▶ _Reading passage_

[Start of Attachment]

M.R. Bauer Distinguished
Roger Nicoll, M.D.
Department of Cellular and Molecular Pharmacology
University of California, San Francisco
San Francisco, California
February 19-23, 2001
Presynaptic Neurotransmitter Receptors and the Control of Transmitter Release
For the week of February 19-23, Dr. Roger Nicoll from UCSF was a visiting professor at Brandeis. On Monday, February 19, Nicoll presented his research in a Bauer Lecture. His topic, "Presynaptic Neurotransmitter Receptors and the Control of Transmitter Release," focused on two different types of plasma membrane receptors, which act to modulate synaptic transmission between hippocampal neurons.
The first half of the talk described a long-lasting, facilitatory role for kainate receptors on Granule cell synapses (also called Mossy fiber synapses) in area CA3 of the hippocampus. These receptors act presynaptically as autoreceptors at these synapses to facilitate further release of the excitatory neurotransmitter glutamate. This mechanism is relatively novel because kainate receptors are ionotropic receptors, which can mediate fast effects on ionic conductance. Prior research on presynaptic receptors in the brain have shown their effects to be mediated mainly through metabotropic receptors, which activate G-proteins and other molecular mechanisms in the cell, resulting in a slower and more long-lasting cellular response. The activation of presynaptic kainate receptors appears to be part of a positive feedback loop. High levels of glutamate released by the granule cell activate kainate receptors on its own Dresynaptic terminal. The activated kainate receptors further increase the release of glutamate.

[End of Attachment]

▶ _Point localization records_
[Start of Attachment]

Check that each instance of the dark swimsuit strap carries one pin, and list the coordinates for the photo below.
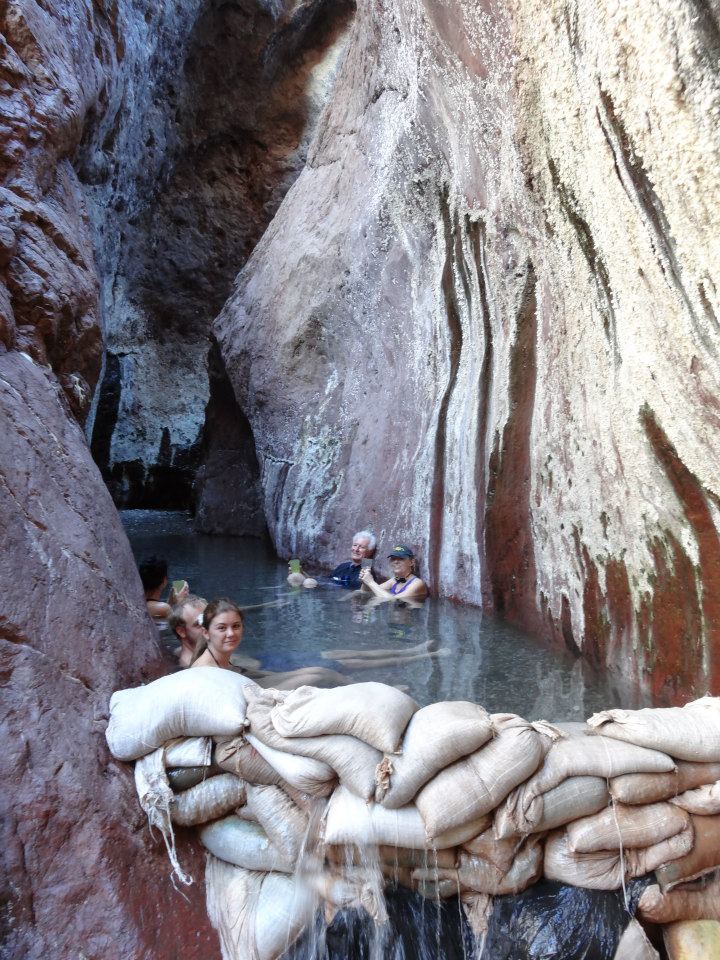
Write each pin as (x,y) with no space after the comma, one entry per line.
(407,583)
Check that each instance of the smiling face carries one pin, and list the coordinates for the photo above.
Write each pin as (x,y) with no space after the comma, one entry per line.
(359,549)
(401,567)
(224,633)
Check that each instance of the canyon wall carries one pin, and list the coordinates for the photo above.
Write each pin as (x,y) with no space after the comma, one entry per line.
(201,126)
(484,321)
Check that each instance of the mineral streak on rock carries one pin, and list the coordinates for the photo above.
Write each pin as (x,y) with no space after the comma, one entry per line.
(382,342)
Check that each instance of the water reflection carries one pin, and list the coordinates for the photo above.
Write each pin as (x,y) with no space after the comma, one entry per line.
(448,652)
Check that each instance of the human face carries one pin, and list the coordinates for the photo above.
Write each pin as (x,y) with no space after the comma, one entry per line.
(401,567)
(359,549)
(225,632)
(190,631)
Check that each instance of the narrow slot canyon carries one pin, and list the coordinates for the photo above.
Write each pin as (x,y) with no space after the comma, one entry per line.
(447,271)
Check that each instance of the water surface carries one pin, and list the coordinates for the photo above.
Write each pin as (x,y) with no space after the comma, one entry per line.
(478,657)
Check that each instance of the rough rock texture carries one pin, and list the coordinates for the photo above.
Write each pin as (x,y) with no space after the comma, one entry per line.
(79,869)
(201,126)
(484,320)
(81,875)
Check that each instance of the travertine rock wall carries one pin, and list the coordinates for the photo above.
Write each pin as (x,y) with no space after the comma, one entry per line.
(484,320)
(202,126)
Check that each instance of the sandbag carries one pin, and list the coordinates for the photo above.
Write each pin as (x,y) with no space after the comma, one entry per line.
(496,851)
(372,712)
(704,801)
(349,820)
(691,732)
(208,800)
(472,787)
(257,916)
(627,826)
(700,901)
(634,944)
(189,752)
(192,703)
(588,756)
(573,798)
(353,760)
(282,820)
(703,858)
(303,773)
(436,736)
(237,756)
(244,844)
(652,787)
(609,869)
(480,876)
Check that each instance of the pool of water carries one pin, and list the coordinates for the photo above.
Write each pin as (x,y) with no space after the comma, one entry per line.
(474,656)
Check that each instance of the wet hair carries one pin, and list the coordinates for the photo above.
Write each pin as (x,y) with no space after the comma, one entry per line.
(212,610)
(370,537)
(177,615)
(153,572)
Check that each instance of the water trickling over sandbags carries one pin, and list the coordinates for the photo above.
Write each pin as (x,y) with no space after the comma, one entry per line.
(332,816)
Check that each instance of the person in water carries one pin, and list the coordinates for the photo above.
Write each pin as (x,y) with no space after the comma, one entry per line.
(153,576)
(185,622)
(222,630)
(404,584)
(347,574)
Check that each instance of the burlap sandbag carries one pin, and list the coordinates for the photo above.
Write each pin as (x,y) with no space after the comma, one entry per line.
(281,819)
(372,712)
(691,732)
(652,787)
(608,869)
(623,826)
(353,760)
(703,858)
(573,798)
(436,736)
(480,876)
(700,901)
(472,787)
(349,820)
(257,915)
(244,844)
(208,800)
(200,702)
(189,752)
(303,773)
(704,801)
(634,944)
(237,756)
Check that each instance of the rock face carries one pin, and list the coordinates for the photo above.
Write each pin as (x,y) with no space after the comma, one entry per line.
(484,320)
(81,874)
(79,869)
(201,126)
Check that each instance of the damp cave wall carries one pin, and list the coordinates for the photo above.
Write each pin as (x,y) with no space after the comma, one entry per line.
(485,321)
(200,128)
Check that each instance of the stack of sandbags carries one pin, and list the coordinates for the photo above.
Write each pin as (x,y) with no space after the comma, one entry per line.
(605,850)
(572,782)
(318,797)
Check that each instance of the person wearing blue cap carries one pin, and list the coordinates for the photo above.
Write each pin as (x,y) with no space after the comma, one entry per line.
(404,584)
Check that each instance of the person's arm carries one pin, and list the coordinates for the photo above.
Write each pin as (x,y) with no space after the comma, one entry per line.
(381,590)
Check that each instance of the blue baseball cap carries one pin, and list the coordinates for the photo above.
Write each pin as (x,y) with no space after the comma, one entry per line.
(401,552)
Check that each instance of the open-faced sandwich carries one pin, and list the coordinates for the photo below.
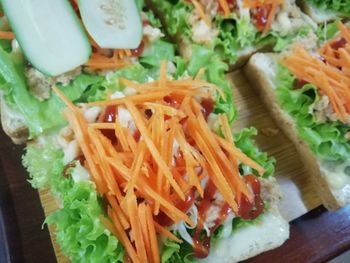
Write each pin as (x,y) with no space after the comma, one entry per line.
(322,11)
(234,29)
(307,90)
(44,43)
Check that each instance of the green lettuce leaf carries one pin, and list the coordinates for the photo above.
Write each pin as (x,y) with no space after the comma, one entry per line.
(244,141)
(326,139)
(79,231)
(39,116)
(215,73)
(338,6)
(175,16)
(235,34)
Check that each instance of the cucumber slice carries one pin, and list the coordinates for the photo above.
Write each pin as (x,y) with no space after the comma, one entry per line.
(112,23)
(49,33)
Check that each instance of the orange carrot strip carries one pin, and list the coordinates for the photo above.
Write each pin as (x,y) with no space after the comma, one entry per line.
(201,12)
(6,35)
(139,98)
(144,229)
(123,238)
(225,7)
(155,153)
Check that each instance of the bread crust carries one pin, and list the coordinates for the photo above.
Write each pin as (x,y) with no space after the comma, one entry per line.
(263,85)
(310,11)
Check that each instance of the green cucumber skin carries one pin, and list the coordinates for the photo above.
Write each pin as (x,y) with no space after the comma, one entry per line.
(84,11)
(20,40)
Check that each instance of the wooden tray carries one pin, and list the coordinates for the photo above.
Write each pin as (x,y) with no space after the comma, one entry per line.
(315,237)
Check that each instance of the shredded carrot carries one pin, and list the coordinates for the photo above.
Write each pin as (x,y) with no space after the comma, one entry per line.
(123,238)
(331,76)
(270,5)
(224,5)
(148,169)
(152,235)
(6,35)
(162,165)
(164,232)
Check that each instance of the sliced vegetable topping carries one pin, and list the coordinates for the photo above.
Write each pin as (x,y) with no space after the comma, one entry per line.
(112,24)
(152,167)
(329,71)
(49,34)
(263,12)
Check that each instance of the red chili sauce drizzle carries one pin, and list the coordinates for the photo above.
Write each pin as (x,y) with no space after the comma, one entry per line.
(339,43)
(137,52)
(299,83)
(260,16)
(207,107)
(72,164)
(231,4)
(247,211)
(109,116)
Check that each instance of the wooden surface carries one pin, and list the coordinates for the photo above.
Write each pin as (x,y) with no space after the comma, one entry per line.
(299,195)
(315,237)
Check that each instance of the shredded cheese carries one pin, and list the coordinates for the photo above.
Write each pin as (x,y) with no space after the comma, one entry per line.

[End of Attachment]

▶ _What the exercise asks_
Reproduce everything in the Bauer Lecture summary from "Department of Cellular" down to "between hippocampal neurons.", substituting "guest lecturer" for "visiting professor".

▶ _Answer section_
Department of Cellular and Molecular Pharmacology
University of California, San Francisco
San Francisco, California
February 19-23, 2001
Presynaptic Neurotransmitter Receptors and the Control of Transmitter Release
For the week of February 19-23, Dr. Roger Nicoll from UCSF was a guest lecturer at Brandeis. On Monday, February 19, Nicoll presented his research in a Bauer Lecture. His topic, "Presynaptic Neurotransmitter Receptors and the Control of Transmitter Release," focused on two different types of plasma membrane receptors, which act to modulate synaptic transmission between hippocampal neurons.